The result should hold only the lines from the one with "Task: identify the mountain" through the final line of the data below, transcribed exactly, pictures left out.

### Information supplied
.....

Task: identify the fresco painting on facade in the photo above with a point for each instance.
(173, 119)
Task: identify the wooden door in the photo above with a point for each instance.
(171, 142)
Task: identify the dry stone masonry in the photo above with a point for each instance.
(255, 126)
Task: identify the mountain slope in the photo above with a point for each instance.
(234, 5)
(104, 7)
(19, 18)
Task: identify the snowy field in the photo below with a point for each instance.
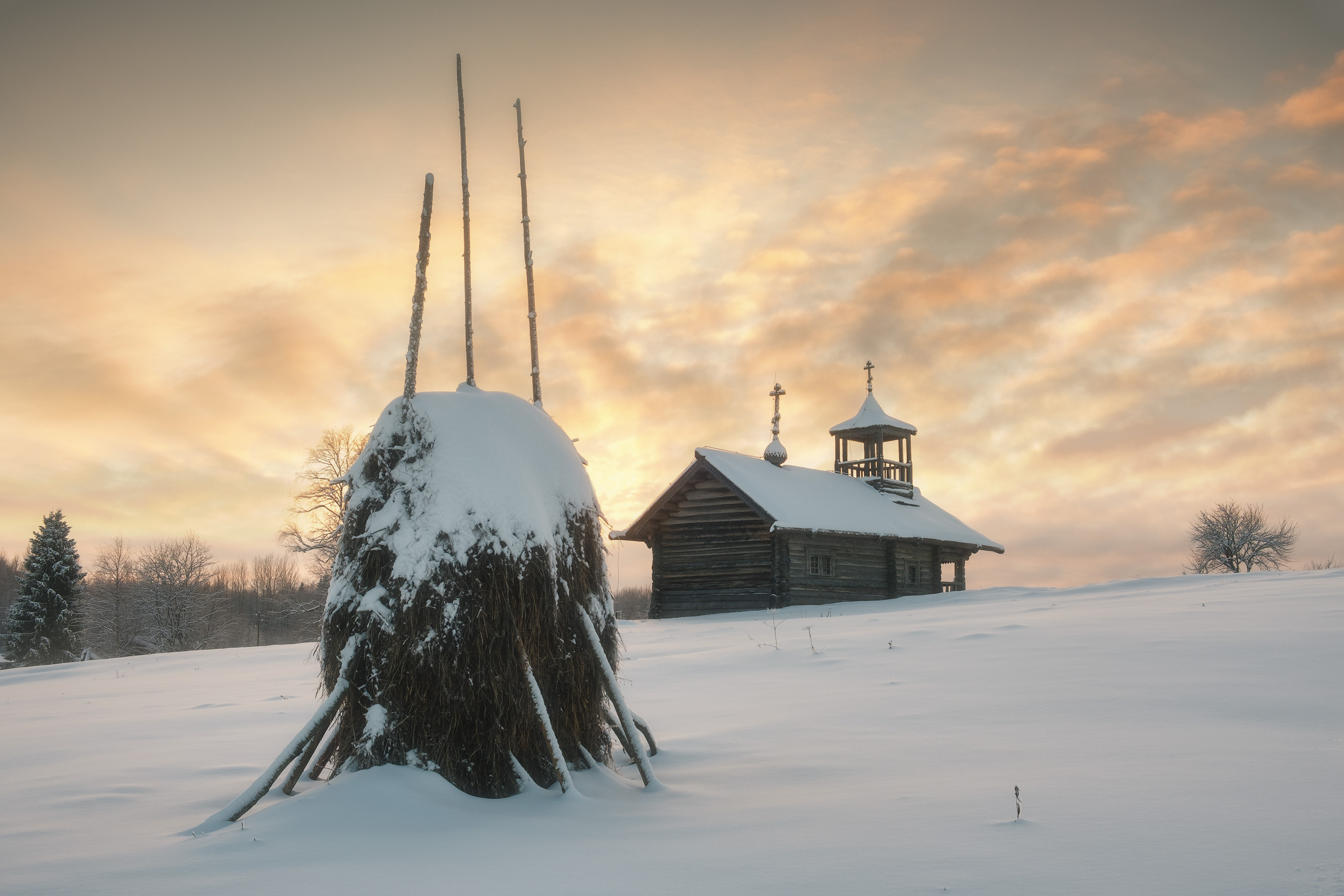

.....

### Response to the exercise
Task: identify the mountain slope in the photo above with a point for each instance.
(234, 5)
(104, 7)
(19, 18)
Task: identify the snowy field in the photo below with a point for each instance.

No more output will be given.